_TASK PROMPT_. Retype the full set of records. Keep every character identical.

_EXCERPTED RECORDS_.
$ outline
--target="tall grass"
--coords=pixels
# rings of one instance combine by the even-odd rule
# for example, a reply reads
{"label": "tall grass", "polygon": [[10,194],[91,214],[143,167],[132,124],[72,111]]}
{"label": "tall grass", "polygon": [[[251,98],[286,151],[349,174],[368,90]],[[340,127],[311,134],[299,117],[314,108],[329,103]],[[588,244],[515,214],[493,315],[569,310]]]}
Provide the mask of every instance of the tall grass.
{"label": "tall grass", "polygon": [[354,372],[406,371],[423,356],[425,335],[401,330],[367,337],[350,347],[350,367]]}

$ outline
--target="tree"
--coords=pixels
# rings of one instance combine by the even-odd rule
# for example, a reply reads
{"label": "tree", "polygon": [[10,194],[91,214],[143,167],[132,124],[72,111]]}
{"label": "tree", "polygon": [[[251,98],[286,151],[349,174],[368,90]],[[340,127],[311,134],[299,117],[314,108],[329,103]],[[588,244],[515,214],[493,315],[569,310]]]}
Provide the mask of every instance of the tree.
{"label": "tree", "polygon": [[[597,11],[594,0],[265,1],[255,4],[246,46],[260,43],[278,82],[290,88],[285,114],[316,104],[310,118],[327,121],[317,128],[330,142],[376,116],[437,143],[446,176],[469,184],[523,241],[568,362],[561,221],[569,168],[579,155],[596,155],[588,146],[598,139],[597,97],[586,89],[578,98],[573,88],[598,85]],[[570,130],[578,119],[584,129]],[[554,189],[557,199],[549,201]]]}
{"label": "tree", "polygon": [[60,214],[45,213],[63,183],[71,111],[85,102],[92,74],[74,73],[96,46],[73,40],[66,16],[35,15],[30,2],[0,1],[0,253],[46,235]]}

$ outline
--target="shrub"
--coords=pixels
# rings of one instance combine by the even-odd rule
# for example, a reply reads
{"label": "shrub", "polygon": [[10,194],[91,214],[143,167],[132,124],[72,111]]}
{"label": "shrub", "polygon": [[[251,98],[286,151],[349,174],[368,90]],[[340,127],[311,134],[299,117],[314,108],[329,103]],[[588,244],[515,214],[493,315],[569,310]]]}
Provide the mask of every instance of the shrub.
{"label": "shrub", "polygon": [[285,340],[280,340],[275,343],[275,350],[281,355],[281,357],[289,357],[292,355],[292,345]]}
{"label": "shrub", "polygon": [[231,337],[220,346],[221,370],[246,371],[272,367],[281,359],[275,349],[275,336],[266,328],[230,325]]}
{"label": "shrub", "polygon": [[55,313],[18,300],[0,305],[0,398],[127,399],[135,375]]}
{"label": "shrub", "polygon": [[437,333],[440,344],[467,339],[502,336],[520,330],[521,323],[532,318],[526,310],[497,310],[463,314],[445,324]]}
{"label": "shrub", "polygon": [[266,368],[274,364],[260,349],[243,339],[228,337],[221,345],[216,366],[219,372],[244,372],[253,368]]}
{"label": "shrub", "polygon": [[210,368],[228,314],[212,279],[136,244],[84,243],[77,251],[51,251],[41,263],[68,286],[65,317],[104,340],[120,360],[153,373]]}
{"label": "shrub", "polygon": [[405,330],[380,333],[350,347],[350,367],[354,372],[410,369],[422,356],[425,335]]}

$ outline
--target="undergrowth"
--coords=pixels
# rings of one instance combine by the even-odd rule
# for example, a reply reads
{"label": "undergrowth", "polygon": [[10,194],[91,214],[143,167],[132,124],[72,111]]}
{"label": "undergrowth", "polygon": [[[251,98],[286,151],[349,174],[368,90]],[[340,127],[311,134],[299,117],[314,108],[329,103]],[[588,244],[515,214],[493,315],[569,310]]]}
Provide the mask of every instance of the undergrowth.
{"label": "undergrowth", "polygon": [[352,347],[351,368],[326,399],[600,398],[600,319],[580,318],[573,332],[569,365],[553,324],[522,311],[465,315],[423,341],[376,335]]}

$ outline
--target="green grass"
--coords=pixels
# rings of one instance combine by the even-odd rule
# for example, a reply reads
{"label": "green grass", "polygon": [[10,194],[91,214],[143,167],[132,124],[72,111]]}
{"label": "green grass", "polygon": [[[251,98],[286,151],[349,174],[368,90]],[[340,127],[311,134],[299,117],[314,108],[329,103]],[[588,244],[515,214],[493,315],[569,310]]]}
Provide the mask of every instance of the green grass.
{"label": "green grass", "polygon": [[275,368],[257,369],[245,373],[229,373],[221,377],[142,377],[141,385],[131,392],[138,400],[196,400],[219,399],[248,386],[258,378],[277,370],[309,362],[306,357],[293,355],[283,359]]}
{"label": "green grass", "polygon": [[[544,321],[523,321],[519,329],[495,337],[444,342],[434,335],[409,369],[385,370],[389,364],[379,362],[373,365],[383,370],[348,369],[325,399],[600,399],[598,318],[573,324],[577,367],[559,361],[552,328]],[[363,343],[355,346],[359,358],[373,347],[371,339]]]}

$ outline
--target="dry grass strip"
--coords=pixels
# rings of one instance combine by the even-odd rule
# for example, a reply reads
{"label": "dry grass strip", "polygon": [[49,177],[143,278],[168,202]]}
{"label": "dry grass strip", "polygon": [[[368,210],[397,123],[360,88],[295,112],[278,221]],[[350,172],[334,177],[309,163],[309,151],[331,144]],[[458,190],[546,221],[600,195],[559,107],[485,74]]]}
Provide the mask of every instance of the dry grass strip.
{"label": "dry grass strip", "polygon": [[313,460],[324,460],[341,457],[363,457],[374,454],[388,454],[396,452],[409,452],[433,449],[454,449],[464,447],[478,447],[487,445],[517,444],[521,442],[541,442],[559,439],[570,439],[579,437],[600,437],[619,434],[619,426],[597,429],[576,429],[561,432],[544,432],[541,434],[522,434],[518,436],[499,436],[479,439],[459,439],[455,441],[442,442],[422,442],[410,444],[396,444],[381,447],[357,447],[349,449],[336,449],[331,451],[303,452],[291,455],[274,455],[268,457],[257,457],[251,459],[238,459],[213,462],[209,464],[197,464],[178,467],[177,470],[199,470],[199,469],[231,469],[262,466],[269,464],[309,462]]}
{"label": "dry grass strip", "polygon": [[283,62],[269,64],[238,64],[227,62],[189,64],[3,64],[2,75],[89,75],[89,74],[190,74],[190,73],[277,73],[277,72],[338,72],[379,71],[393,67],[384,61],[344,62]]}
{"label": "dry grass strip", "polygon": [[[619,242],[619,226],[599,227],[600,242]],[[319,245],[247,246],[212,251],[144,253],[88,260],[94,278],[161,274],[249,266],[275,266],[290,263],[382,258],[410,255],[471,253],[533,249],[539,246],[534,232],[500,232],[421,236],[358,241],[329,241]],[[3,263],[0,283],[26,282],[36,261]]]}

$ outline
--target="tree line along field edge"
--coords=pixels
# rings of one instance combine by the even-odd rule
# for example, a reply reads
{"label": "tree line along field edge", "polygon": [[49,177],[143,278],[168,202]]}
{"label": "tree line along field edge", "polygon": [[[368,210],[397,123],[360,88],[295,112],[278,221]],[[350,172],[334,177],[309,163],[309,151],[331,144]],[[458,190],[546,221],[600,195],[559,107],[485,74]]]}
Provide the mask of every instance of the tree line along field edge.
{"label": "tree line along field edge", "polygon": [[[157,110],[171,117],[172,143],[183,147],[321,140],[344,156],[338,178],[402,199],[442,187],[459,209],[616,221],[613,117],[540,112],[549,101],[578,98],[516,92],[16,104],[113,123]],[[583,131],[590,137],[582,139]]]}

_ANSWER TO THIS TASK_.
$ outline
--target="tall grass"
--coords=pixels
# rings of one instance combine by the even-odd rule
# for example, a reply reads
{"label": "tall grass", "polygon": [[10,194],[91,214],[143,167],[132,124],[72,111]]}
{"label": "tall grass", "polygon": [[[251,98],[286,151],[349,174],[368,90]],[[340,127],[311,134],[299,117],[314,108],[329,103]],[[588,244],[515,214],[493,315],[569,310]]]}
Provide the mask of every instance of the tall grass.
{"label": "tall grass", "polygon": [[354,372],[406,371],[423,356],[425,335],[401,330],[367,337],[350,347],[350,367]]}

$ outline
--target="tree"
--coords=pixels
# rings of one instance combine by the even-odd rule
# for example, a reply reads
{"label": "tree", "polygon": [[10,194],[91,214],[143,167],[132,124],[72,111]]}
{"label": "tree", "polygon": [[[251,98],[286,151],[349,174],[368,90]],[[340,127],[311,134],[299,117],[314,108],[329,103]],[[588,244],[515,214],[493,315],[569,310]]]}
Provide the mask of every instance of the tree.
{"label": "tree", "polygon": [[[597,11],[594,0],[265,1],[255,4],[246,46],[260,43],[278,82],[290,88],[285,114],[316,104],[310,118],[327,121],[317,128],[330,142],[376,116],[437,143],[446,176],[469,184],[523,241],[568,362],[561,221],[569,168],[579,155],[596,155],[588,146],[598,139],[597,97],[586,89],[578,98],[573,88],[598,85]],[[570,130],[578,119],[584,129]],[[554,189],[557,199],[549,201]]]}
{"label": "tree", "polygon": [[60,214],[45,213],[63,183],[71,111],[85,102],[92,74],[74,73],[96,46],[73,40],[66,16],[35,15],[30,2],[0,1],[0,253],[46,235]]}

$ outline
--target="shrub"
--coords=pixels
# rings of one instance combine by the even-odd rule
# for example, a reply reads
{"label": "shrub", "polygon": [[10,194],[91,214],[143,167],[132,124],[72,111]]}
{"label": "shrub", "polygon": [[[251,98],[286,151],[349,174],[368,90]],[[340,127],[311,134],[299,117],[314,108],[329,103]],[[588,244],[515,214],[493,315],[569,310]]]}
Provide the mask of every instance of the shrub.
{"label": "shrub", "polygon": [[285,340],[280,340],[275,343],[275,350],[281,355],[281,357],[289,357],[292,355],[292,345]]}
{"label": "shrub", "polygon": [[231,337],[220,346],[221,370],[246,371],[272,367],[281,359],[275,349],[275,336],[266,328],[230,325]]}
{"label": "shrub", "polygon": [[55,313],[18,300],[0,305],[0,398],[127,399],[135,375]]}
{"label": "shrub", "polygon": [[437,333],[440,344],[467,339],[502,336],[520,330],[521,323],[532,318],[526,310],[497,310],[463,314],[445,324]]}
{"label": "shrub", "polygon": [[266,368],[274,364],[260,349],[243,339],[228,337],[221,345],[216,366],[219,372],[244,372],[253,368]]}
{"label": "shrub", "polygon": [[210,368],[228,314],[212,279],[136,244],[84,243],[77,251],[51,251],[41,263],[68,286],[65,317],[104,340],[120,360],[153,373]]}
{"label": "shrub", "polygon": [[405,330],[380,333],[350,347],[350,367],[354,372],[410,369],[422,356],[425,335]]}

$ outline
--target="undergrowth"
--coords=pixels
# rings of one instance combine by the even-odd rule
# for example, a reply reads
{"label": "undergrowth", "polygon": [[10,194],[91,214],[143,167],[132,124],[72,111]]}
{"label": "undergrowth", "polygon": [[[251,98],[286,151],[349,174],[368,90]],[[340,127],[311,134],[299,117],[314,108],[329,103]],[[588,244],[515,214],[493,315],[569,310]]]}
Provide the mask of every instance of the undergrowth.
{"label": "undergrowth", "polygon": [[352,347],[351,368],[326,399],[600,398],[600,319],[580,318],[573,332],[569,365],[553,324],[522,311],[465,315],[423,341],[376,335]]}

$ outline
--target="green grass"
--coords=pixels
# rings of one instance combine by the even-odd rule
# for example, a reply reads
{"label": "green grass", "polygon": [[10,194],[91,214],[143,167],[132,124],[72,111]]}
{"label": "green grass", "polygon": [[[251,98],[286,151],[349,174],[368,90]],[[340,127],[311,134],[299,117],[314,108],[329,103]],[[588,244],[515,214],[493,315],[569,310]]]}
Provide the mask of every instance of the green grass.
{"label": "green grass", "polygon": [[275,368],[257,369],[245,373],[229,373],[221,377],[142,377],[141,385],[131,392],[138,400],[196,400],[219,399],[248,386],[258,378],[277,370],[309,362],[306,357],[293,355],[283,359]]}
{"label": "green grass", "polygon": [[[544,321],[523,321],[519,329],[495,337],[444,342],[434,335],[409,369],[385,370],[389,364],[379,362],[373,365],[383,370],[348,369],[325,399],[600,399],[598,318],[573,324],[577,367],[559,361],[552,328]],[[363,343],[355,346],[359,358],[373,347],[371,339]]]}

$ outline
--target="dry grass strip"
--coords=pixels
# rings of one instance combine by the even-odd rule
# for example, a reply reads
{"label": "dry grass strip", "polygon": [[49,177],[143,278],[168,202]]}
{"label": "dry grass strip", "polygon": [[[368,210],[397,123],[360,88],[295,112],[278,221]],[[350,172],[334,177],[309,163],[309,151],[331,144]],[[458,190],[546,221],[600,195],[559,107],[485,74]]]}
Provide the mask of every instance of the dry grass strip.
{"label": "dry grass strip", "polygon": [[313,460],[324,460],[341,457],[363,457],[374,454],[388,454],[396,452],[409,452],[433,449],[454,449],[464,447],[478,447],[487,445],[517,444],[521,442],[541,442],[559,439],[570,439],[579,437],[600,437],[619,434],[619,426],[597,429],[576,429],[561,432],[544,432],[541,434],[522,434],[518,436],[499,436],[479,439],[459,439],[455,441],[442,442],[422,442],[410,444],[396,444],[381,447],[357,447],[349,449],[336,449],[331,451],[303,452],[291,455],[274,455],[268,457],[257,457],[251,459],[238,459],[213,462],[209,464],[197,464],[178,467],[177,470],[199,470],[199,469],[231,469],[262,466],[269,464],[309,462]]}
{"label": "dry grass strip", "polygon": [[283,62],[269,64],[238,64],[227,62],[189,64],[3,64],[2,75],[89,75],[89,74],[190,74],[190,73],[277,73],[277,72],[338,72],[379,71],[393,67],[384,61],[344,62]]}
{"label": "dry grass strip", "polygon": [[[619,242],[619,226],[599,227],[600,242]],[[319,245],[247,246],[212,251],[144,253],[88,260],[94,278],[161,274],[249,266],[275,266],[290,263],[382,258],[410,255],[471,253],[533,249],[539,246],[534,232],[500,232],[421,236],[358,241],[329,241]],[[3,263],[0,283],[26,282],[36,261]]]}

$ outline
--target="tree line along field edge"
--coords=pixels
# rings of one instance combine by the even-odd rule
# for example, a reply reads
{"label": "tree line along field edge", "polygon": [[49,177],[143,278],[168,202]]}
{"label": "tree line along field edge", "polygon": [[[368,210],[397,123],[360,88],[295,112],[278,221]],[[350,172],[334,177],[309,163],[309,151],[331,144]],[[458,190],[546,221],[600,195],[559,107],[485,74]]]}
Provide the mask of every instance of the tree line along field edge.
{"label": "tree line along field edge", "polygon": [[[157,110],[171,117],[172,143],[183,147],[321,140],[344,156],[338,178],[402,199],[442,187],[459,209],[616,221],[613,117],[540,112],[549,101],[578,98],[516,92],[16,104],[113,123]],[[583,131],[590,137],[582,139]]]}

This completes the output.